◆ **Task to carry out**
Copy the records word for word, omitting all pictures.

Items from a dataset:
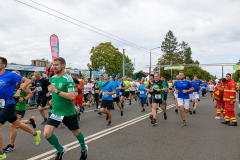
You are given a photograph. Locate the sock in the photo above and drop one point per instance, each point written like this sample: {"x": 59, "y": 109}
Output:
{"x": 35, "y": 134}
{"x": 54, "y": 142}
{"x": 80, "y": 138}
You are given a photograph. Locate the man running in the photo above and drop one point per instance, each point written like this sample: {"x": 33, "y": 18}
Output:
{"x": 196, "y": 84}
{"x": 108, "y": 90}
{"x": 63, "y": 93}
{"x": 183, "y": 87}
{"x": 8, "y": 82}
{"x": 41, "y": 88}
{"x": 116, "y": 97}
{"x": 20, "y": 112}
{"x": 157, "y": 89}
{"x": 127, "y": 90}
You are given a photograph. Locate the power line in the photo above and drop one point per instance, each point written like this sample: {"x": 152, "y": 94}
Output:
{"x": 143, "y": 50}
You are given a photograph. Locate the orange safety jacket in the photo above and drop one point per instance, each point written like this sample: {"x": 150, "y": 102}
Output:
{"x": 229, "y": 93}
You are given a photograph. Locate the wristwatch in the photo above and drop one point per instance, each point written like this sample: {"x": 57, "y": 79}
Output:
{"x": 58, "y": 92}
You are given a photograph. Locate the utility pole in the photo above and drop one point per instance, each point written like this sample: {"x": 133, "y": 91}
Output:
{"x": 123, "y": 62}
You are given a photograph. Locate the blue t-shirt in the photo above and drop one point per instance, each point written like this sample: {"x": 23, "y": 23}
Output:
{"x": 204, "y": 87}
{"x": 143, "y": 92}
{"x": 109, "y": 87}
{"x": 7, "y": 86}
{"x": 196, "y": 85}
{"x": 167, "y": 87}
{"x": 116, "y": 85}
{"x": 183, "y": 85}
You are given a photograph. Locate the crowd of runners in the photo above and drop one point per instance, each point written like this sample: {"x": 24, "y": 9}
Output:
{"x": 66, "y": 96}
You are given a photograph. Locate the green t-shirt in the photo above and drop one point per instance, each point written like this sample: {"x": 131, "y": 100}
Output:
{"x": 99, "y": 84}
{"x": 62, "y": 106}
{"x": 127, "y": 84}
{"x": 21, "y": 106}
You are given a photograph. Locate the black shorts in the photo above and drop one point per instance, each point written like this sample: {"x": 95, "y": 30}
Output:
{"x": 126, "y": 94}
{"x": 70, "y": 121}
{"x": 8, "y": 114}
{"x": 21, "y": 113}
{"x": 132, "y": 92}
{"x": 107, "y": 104}
{"x": 165, "y": 97}
{"x": 117, "y": 99}
{"x": 41, "y": 102}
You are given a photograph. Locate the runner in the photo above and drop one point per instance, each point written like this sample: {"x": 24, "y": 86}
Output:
{"x": 143, "y": 94}
{"x": 127, "y": 90}
{"x": 7, "y": 103}
{"x": 196, "y": 84}
{"x": 63, "y": 93}
{"x": 42, "y": 90}
{"x": 183, "y": 87}
{"x": 165, "y": 93}
{"x": 116, "y": 97}
{"x": 108, "y": 90}
{"x": 122, "y": 91}
{"x": 158, "y": 88}
{"x": 132, "y": 89}
{"x": 204, "y": 89}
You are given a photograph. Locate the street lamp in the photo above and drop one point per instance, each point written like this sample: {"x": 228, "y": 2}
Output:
{"x": 151, "y": 59}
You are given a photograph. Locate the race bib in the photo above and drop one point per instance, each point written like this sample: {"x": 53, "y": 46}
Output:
{"x": 104, "y": 94}
{"x": 39, "y": 89}
{"x": 114, "y": 95}
{"x": 2, "y": 103}
{"x": 157, "y": 96}
{"x": 56, "y": 117}
{"x": 149, "y": 95}
{"x": 195, "y": 93}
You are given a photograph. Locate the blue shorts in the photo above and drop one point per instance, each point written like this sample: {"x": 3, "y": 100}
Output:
{"x": 8, "y": 114}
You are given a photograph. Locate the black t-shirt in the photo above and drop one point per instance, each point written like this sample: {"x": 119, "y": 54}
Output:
{"x": 42, "y": 85}
{"x": 157, "y": 85}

◆ **Your response**
You are given a photograph. Locate the sock in the photo above and drop one point per instance, each point written like this sample: {"x": 59, "y": 109}
Output:
{"x": 35, "y": 134}
{"x": 54, "y": 142}
{"x": 80, "y": 138}
You are given a photograph. Locate the man running in the photo above and drop one point per instance, each point written like this sample: {"x": 33, "y": 18}
Output:
{"x": 196, "y": 84}
{"x": 108, "y": 90}
{"x": 63, "y": 93}
{"x": 183, "y": 87}
{"x": 8, "y": 82}
{"x": 41, "y": 88}
{"x": 116, "y": 97}
{"x": 20, "y": 112}
{"x": 157, "y": 89}
{"x": 127, "y": 90}
You are given a photograph. Locate the power line in the photo above and drop one point per instance, each point written like this sample: {"x": 152, "y": 94}
Output:
{"x": 143, "y": 50}
You are given a photograph. Locate the orange safety jacket in the photo above and drop one point per instance, each point written like this sample: {"x": 150, "y": 102}
Output:
{"x": 229, "y": 93}
You are given a photograph. Locate the wristwatch in the photo above and drop one point per instance, each point written like this sample: {"x": 57, "y": 79}
Output:
{"x": 58, "y": 92}
You are given a photograph. Locate the utility pole in the photo above and drop one point per instance, each point written like this sample: {"x": 133, "y": 91}
Output:
{"x": 123, "y": 62}
You are given a photograph. Locate the blue t-shirt in the photo above and drop one point per instance, each point written like this sample: {"x": 23, "y": 23}
Output:
{"x": 204, "y": 87}
{"x": 143, "y": 92}
{"x": 109, "y": 87}
{"x": 7, "y": 86}
{"x": 196, "y": 85}
{"x": 167, "y": 87}
{"x": 116, "y": 85}
{"x": 183, "y": 85}
You are given a photograph. Locate the crowd of runners in the photo above and drop one point per instance, each point written like this sample: {"x": 24, "y": 9}
Output:
{"x": 66, "y": 96}
You are given a photograph. Locate the green t-shirt in the photo above and drop one point per instance, each point written like this sample: {"x": 131, "y": 100}
Output:
{"x": 99, "y": 84}
{"x": 62, "y": 106}
{"x": 127, "y": 84}
{"x": 21, "y": 106}
You are given a photograph. Locate the black shorts in the photo above and drop one point per instance, each point written like this sample: {"x": 95, "y": 30}
Output:
{"x": 126, "y": 94}
{"x": 70, "y": 121}
{"x": 8, "y": 114}
{"x": 21, "y": 113}
{"x": 132, "y": 92}
{"x": 107, "y": 104}
{"x": 165, "y": 97}
{"x": 117, "y": 99}
{"x": 41, "y": 102}
You are given a photograph. Locate the runner in the photo above and drop one point per instance, each point written like this sample: {"x": 24, "y": 86}
Output:
{"x": 143, "y": 94}
{"x": 127, "y": 90}
{"x": 7, "y": 103}
{"x": 196, "y": 84}
{"x": 63, "y": 93}
{"x": 42, "y": 90}
{"x": 183, "y": 87}
{"x": 165, "y": 93}
{"x": 116, "y": 97}
{"x": 108, "y": 90}
{"x": 122, "y": 91}
{"x": 158, "y": 88}
{"x": 132, "y": 89}
{"x": 204, "y": 89}
You are given a photograph. Locate the street lamp in the photo above and drop one point per instance, each point written like this sample: {"x": 228, "y": 2}
Output:
{"x": 151, "y": 59}
You are given a photograph. Locate the race bib in the photo above and drop one point per instance, each point written like this sample: {"x": 53, "y": 46}
Output:
{"x": 104, "y": 94}
{"x": 39, "y": 89}
{"x": 114, "y": 95}
{"x": 2, "y": 103}
{"x": 157, "y": 96}
{"x": 56, "y": 117}
{"x": 149, "y": 95}
{"x": 195, "y": 93}
You are given a photograph. Locate the blue shorts in the photo above and drop one point per instance, each point written like this sample: {"x": 3, "y": 100}
Output:
{"x": 8, "y": 114}
You are given a photograph. Locate the black t-shirt in the photo above and drop one point per instance, each point written like this sample: {"x": 119, "y": 54}
Output:
{"x": 42, "y": 85}
{"x": 157, "y": 85}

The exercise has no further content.